What is asked ▸
Convert the lines from the one containing "Set-play tagging: locate each instance of the grassy bank" through the end of the rows into a Markdown table with two columns, Number and Line, giving each line a sequential number and leaving out blank lines.

Material supplied ▸
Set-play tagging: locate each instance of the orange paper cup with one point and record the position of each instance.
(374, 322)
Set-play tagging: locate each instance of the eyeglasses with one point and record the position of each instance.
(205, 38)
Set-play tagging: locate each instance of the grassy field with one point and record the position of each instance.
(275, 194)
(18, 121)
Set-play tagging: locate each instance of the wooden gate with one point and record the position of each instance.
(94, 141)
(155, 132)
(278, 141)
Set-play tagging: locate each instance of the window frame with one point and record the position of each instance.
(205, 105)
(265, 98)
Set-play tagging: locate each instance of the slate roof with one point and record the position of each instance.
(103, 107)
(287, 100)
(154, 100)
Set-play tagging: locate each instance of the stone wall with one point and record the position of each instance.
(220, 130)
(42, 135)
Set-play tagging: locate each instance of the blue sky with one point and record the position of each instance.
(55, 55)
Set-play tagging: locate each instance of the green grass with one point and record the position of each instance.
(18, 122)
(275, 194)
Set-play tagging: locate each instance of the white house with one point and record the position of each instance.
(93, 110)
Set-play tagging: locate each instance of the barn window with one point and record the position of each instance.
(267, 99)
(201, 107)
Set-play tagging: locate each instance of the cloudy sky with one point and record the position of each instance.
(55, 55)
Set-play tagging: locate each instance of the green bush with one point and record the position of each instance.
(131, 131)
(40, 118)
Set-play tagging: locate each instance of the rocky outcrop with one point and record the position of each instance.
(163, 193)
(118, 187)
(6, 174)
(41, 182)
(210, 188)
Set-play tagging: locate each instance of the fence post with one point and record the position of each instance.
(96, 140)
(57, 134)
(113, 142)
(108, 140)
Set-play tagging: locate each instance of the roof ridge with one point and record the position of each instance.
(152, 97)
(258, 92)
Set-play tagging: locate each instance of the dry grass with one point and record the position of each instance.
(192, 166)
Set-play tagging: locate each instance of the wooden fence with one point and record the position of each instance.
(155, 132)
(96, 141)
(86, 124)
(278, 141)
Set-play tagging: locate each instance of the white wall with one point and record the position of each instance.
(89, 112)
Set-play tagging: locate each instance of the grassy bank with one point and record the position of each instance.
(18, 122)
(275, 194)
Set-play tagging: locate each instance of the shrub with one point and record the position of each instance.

Solution to this exercise ▸
| Number | Line |
|---|---|
| 1 | Set-play tagging: locate each instance of the grassy bank with one point and record the position of each instance. |
| 2 | (18, 122) |
| 3 | (275, 194) |
| 4 | Set-play tagging: locate each instance of the shrub with one point and record the position of each instance. |